**WORK TO BE COMPLETED:**
Copy down each of the rows below word for word, omitting the pictures.

··········

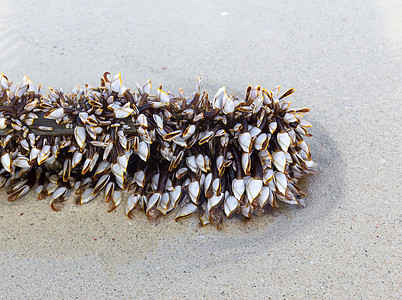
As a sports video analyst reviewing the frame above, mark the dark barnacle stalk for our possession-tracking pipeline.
[0,72,317,227]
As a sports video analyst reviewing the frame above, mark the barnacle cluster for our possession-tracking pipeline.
[0,73,317,226]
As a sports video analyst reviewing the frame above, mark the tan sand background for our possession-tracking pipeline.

··········

**THE REPLY:**
As a sports video analyst reviewing the frame above, mark the dark barnacle stalk for our possession-tracking pipeline.
[0,72,317,227]
As a sports video analyst reviewing the frame above, mark the barnacle cluster for our possession-tracking pipeline.
[0,73,317,226]
As a sports video analyst reviewing the frame above, mark the tan sand background for our possession-tracking pipeline.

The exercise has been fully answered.